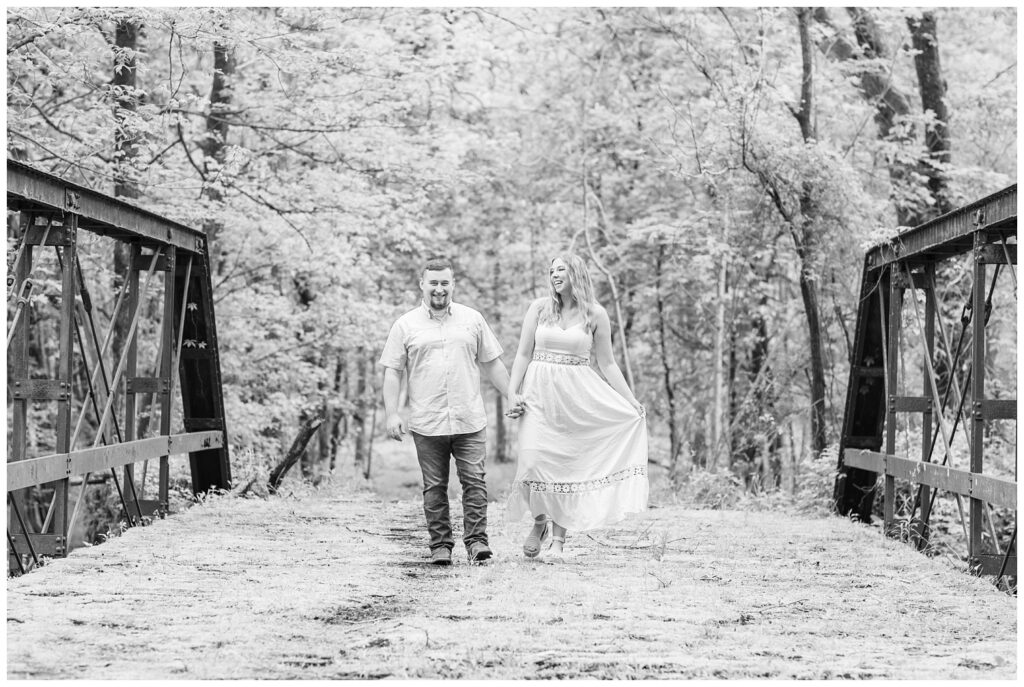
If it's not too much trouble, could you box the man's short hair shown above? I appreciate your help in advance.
[423,255,455,276]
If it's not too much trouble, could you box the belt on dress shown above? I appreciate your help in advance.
[534,351,590,364]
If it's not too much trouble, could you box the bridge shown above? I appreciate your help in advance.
[7,482,1017,680]
[7,161,1017,679]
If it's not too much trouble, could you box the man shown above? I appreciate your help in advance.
[380,257,521,565]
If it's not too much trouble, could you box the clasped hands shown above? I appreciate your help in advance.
[505,393,526,420]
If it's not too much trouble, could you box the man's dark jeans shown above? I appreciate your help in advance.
[410,429,487,550]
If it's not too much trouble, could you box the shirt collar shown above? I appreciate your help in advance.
[420,300,455,319]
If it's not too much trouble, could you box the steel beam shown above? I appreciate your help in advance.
[7,431,224,491]
[867,184,1017,269]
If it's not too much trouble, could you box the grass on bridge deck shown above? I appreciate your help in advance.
[7,486,1017,679]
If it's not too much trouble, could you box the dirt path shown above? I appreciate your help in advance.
[7,488,1017,679]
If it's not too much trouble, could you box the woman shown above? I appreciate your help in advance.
[508,254,647,558]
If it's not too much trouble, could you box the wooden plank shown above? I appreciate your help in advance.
[866,184,1017,268]
[844,448,1017,510]
[125,377,171,394]
[7,454,71,491]
[174,243,231,493]
[975,243,1017,265]
[971,554,1017,576]
[168,430,224,456]
[7,431,224,491]
[11,532,67,559]
[886,456,971,496]
[9,379,71,400]
[7,160,205,253]
[843,448,886,472]
[975,398,1017,420]
[889,396,932,413]
[25,223,74,246]
[970,475,1017,510]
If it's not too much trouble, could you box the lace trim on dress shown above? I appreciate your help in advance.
[518,465,647,493]
[534,351,590,364]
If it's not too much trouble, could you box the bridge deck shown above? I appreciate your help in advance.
[7,488,1017,679]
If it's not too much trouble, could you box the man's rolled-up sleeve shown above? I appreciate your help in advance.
[377,323,409,372]
[476,315,505,362]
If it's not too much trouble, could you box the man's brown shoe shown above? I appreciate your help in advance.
[466,542,494,563]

TASK OBJECTIVE
Add 30 to every bounding-box coordinate in the answers of the records. Begin at the line that has "the man's dark" and stop after the line that has "[970,475,1017,510]". Write out only those lines, with the requests unchanged.

OUTPUT FOR THIS EXERCISE
If it's not too much trouble, could you box the man's dark jeans shown above? I appreciate your help in advance.
[440,459,517,580]
If it's not too much trouble, could you box the shirt collar shown above? I appreciate your help in advance.
[450,330,485,349]
If it's not too much trouble, could you box the steel beam shown above? I appreciate your help in advance.
[37,461,254,521]
[897,214,1047,299]
If it's not too much trouble, could you box the grass on bridge deck shown above? I appreciate your help in advance.
[37,516,1047,709]
If it's not too much trouble, could you box the dirt path shown above? I appreciate your help in advance.
[37,518,1047,709]
If it's not too much trouble, could you box the woman shown above? I appreciate your help in advance.
[538,284,677,588]
If it's not too much trouble, could you box the wooden plank shown above? I appreciate your help in advance.
[896,214,1047,298]
[874,478,1047,540]
[155,407,201,424]
[37,484,101,521]
[204,273,261,523]
[1005,273,1047,295]
[1001,584,1047,606]
[198,460,254,486]
[37,461,254,521]
[41,562,97,589]
[916,486,1001,526]
[39,409,101,430]
[37,190,235,283]
[873,478,916,502]
[1005,428,1047,450]
[919,426,962,443]
[55,253,104,276]
[1000,505,1047,540]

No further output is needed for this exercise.